%%

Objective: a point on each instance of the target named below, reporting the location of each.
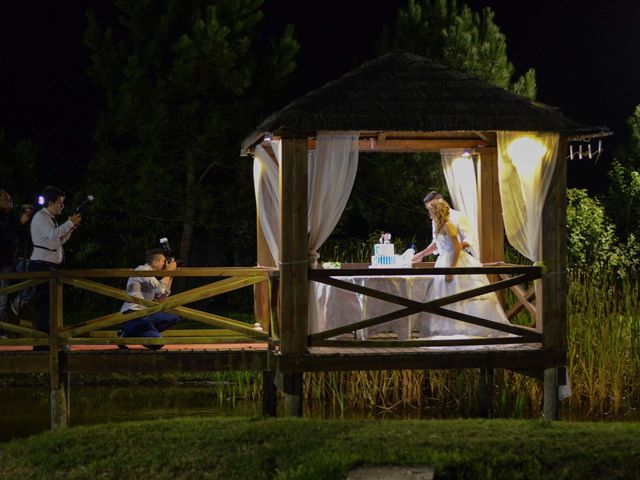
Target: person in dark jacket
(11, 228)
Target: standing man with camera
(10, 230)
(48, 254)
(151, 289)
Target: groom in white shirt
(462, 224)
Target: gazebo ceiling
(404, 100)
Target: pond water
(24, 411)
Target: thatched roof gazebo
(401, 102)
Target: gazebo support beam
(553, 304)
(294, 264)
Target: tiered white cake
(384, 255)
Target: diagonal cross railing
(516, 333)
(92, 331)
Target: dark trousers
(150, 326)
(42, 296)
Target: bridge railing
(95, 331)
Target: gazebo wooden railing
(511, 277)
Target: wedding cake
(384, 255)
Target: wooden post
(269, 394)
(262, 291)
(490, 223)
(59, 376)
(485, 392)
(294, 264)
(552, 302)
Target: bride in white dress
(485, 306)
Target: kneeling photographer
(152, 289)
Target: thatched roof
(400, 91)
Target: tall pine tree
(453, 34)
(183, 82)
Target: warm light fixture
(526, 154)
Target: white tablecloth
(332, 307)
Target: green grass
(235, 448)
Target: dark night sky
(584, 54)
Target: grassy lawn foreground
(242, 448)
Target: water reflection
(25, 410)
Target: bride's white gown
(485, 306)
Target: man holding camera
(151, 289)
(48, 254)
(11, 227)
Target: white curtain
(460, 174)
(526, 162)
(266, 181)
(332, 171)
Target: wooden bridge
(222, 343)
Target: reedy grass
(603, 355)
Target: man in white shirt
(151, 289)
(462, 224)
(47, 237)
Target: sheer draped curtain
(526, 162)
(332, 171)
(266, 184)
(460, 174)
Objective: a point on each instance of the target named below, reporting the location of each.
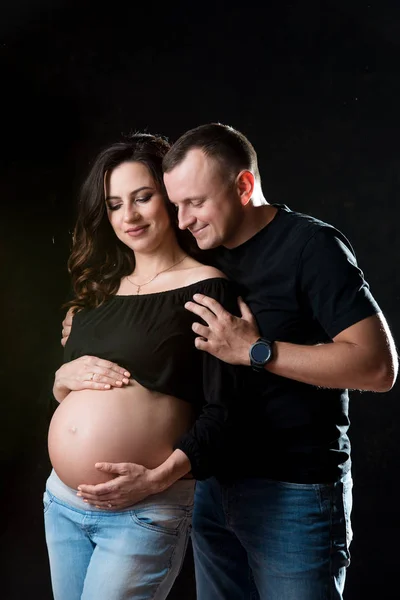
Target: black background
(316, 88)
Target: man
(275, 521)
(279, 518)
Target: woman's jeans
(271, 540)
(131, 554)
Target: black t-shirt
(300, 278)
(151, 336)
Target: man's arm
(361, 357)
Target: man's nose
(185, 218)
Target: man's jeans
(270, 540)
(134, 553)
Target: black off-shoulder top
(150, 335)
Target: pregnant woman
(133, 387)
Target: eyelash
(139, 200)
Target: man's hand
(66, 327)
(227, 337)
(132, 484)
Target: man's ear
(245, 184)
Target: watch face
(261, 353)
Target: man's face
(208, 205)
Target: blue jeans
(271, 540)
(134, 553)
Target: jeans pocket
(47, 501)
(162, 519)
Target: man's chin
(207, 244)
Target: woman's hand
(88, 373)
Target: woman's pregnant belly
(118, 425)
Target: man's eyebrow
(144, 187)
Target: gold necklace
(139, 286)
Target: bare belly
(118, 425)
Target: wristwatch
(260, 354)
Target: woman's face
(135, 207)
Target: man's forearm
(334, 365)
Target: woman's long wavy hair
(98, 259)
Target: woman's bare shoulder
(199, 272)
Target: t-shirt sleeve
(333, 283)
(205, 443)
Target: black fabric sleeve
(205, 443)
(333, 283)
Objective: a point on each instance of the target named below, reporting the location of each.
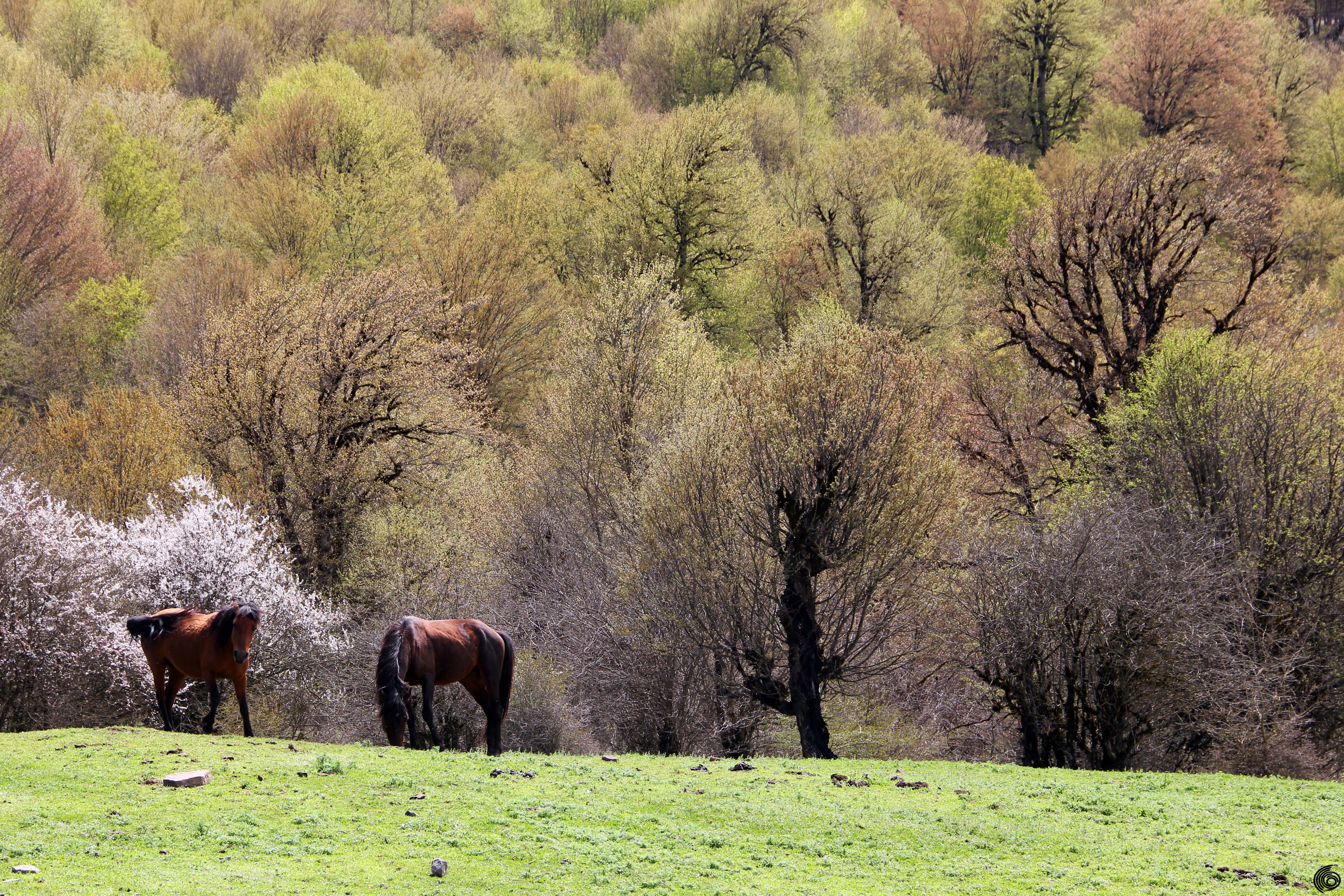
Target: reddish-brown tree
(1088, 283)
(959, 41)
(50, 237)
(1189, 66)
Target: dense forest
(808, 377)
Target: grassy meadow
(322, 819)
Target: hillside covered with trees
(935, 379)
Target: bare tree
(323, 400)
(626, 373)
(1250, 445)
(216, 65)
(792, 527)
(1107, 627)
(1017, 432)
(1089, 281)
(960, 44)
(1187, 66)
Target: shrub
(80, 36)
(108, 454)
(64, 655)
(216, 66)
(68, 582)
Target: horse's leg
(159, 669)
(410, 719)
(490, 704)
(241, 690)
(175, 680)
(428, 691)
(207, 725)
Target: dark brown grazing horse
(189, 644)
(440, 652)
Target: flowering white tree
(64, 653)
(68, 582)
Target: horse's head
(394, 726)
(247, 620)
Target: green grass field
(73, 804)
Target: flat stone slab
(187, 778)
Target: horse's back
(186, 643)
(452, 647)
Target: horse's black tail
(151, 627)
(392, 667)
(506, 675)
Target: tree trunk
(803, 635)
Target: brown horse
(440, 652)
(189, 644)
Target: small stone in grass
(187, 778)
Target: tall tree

%%

=== TASK DIRECTIONS ===
Put all of the material above into a JSON list of strings, one string per line, with blank lines and pictures left out.

=== SOLVED PROBLEM ===
[
  "Objective: a point on each instance of the target named below, reporting the location of each.",
  "Target: person in dark jacket",
  "(11, 228)",
  "Target: standing man with camera",
  "(10, 230)",
  "(48, 254)",
  "(151, 289)",
  "Target: groom in white shirt",
  "(462, 224)",
  "Target: gazebo ceiling",
  "(404, 100)",
  "Target: pond water",
  "(24, 411)",
  "Target: thatched roof gazebo",
  "(401, 102)",
  "Target: gazebo support beam",
  "(553, 304)",
  "(294, 264)",
  "Target: tiered white cake",
  "(384, 255)",
  "Target: diagonal cross railing",
  "(516, 333)",
  "(92, 331)",
  "Target: dark trousers",
  "(150, 326)",
  "(42, 296)",
  "Target: bridge railing",
  "(95, 331)",
  "Target: gazebo wooden railing",
  "(511, 277)",
  "Target: wedding cake",
  "(384, 255)",
  "Target: wooden post",
  "(269, 394)",
  "(262, 291)",
  "(490, 223)",
  "(59, 376)",
  "(485, 392)",
  "(294, 264)",
  "(552, 302)",
  "Target: bride in white dress",
  "(485, 306)",
  "Target: kneeling photographer",
  "(152, 289)",
  "Target: thatched roof",
  "(400, 91)",
  "Target: tall pine tree",
  "(453, 34)",
  "(183, 82)",
  "Target: warm light fixture",
  "(526, 154)",
  "Target: white tablecloth",
  "(332, 307)",
  "Target: green grass",
  "(235, 448)",
  "Target: dark night sky",
  "(584, 54)",
  "Target: grassy lawn foreground",
  "(242, 448)",
  "Target: water reflection",
  "(25, 410)",
  "Target: bride's white gown",
  "(485, 306)",
  "Target: man holding camera",
  "(151, 289)",
  "(48, 254)",
  "(11, 227)",
  "Target: white curtain",
  "(460, 174)",
  "(526, 162)",
  "(266, 181)",
  "(332, 171)",
  "Target: wooden bridge",
  "(222, 343)",
  "Target: reedy grass",
  "(603, 355)",
  "Target: man in white shirt",
  "(151, 289)",
  "(462, 224)",
  "(47, 237)",
  "Target: sheer draped curtain",
  "(526, 162)",
  "(332, 171)",
  "(266, 184)",
  "(460, 174)",
  "Objective: a point on each instance of the target named below, reporting the location of each.",
  "Target: black background",
  "(316, 88)",
  "Target: man",
  "(275, 521)",
  "(279, 518)",
  "Target: woman's jeans",
  "(271, 540)",
  "(131, 554)",
  "Target: black t-shirt",
  "(300, 278)",
  "(151, 336)",
  "Target: man's arm",
  "(361, 357)",
  "Target: man's nose",
  "(185, 218)",
  "Target: man's jeans",
  "(270, 540)",
  "(134, 553)",
  "Target: black off-shoulder top",
  "(150, 335)",
  "Target: pregnant woman",
  "(133, 387)",
  "Target: eyelash",
  "(139, 200)",
  "Target: man's hand",
  "(66, 327)",
  "(227, 337)",
  "(132, 484)",
  "Target: man's ear",
  "(245, 184)",
  "Target: watch face",
  "(261, 353)",
  "Target: man's face",
  "(208, 205)",
  "Target: blue jeans",
  "(271, 540)",
  "(134, 553)",
  "Target: jeans pocket",
  "(47, 501)",
  "(162, 519)",
  "Target: man's chin",
  "(207, 244)",
  "Target: woman's hand",
  "(88, 373)",
  "Target: woman's pregnant belly",
  "(118, 425)",
  "Target: man's eyebrow",
  "(144, 187)",
  "Target: gold necklace",
  "(139, 286)",
  "Target: bare belly",
  "(118, 425)",
  "Target: wristwatch",
  "(260, 354)",
  "Target: woman's face",
  "(135, 207)",
  "Target: man's forearm",
  "(334, 365)",
  "Target: woman's long wavy hair",
  "(98, 259)",
  "Target: woman's bare shoulder",
  "(199, 272)",
  "Target: t-shirt sleeve",
  "(333, 283)",
  "(205, 443)",
  "Target: black fabric sleeve",
  "(205, 443)",
  "(333, 283)",
  "Objective: a point on each instance of the target named below, reporting the location of each.",
  "Target: reddish-brown tree",
  "(1088, 283)",
  "(959, 41)",
  "(50, 237)",
  "(1189, 66)",
  "Target: dense forest",
  "(808, 377)",
  "Target: grassy meadow",
  "(322, 819)",
  "Target: hillside covered with trees",
  "(935, 379)",
  "Target: bare tree",
  "(323, 400)",
  "(626, 373)",
  "(1250, 445)",
  "(216, 65)",
  "(792, 527)",
  "(1107, 627)",
  "(1017, 432)",
  "(1089, 281)",
  "(960, 44)",
  "(1187, 66)",
  "Target: shrub",
  "(80, 36)",
  "(108, 454)",
  "(64, 655)",
  "(216, 66)",
  "(68, 582)",
  "Target: horse's leg",
  "(159, 669)",
  "(410, 719)",
  "(490, 704)",
  "(241, 690)",
  "(175, 680)",
  "(428, 691)",
  "(207, 725)",
  "Target: dark brown grazing horse",
  "(189, 644)",
  "(440, 652)",
  "Target: flowering white tree",
  "(64, 653)",
  "(68, 582)",
  "Target: horse's head",
  "(394, 726)",
  "(247, 620)",
  "Target: green grass field",
  "(73, 804)",
  "Target: flat stone slab",
  "(187, 778)",
  "Target: horse's back",
  "(186, 643)",
  "(452, 647)",
  "Target: horse's black tail",
  "(151, 627)",
  "(392, 667)",
  "(506, 675)",
  "Target: tree trunk",
  "(803, 635)",
  "Target: brown horse",
  "(440, 652)",
  "(189, 644)",
  "Target: small stone in grass",
  "(187, 778)",
  "Target: tall tree"
]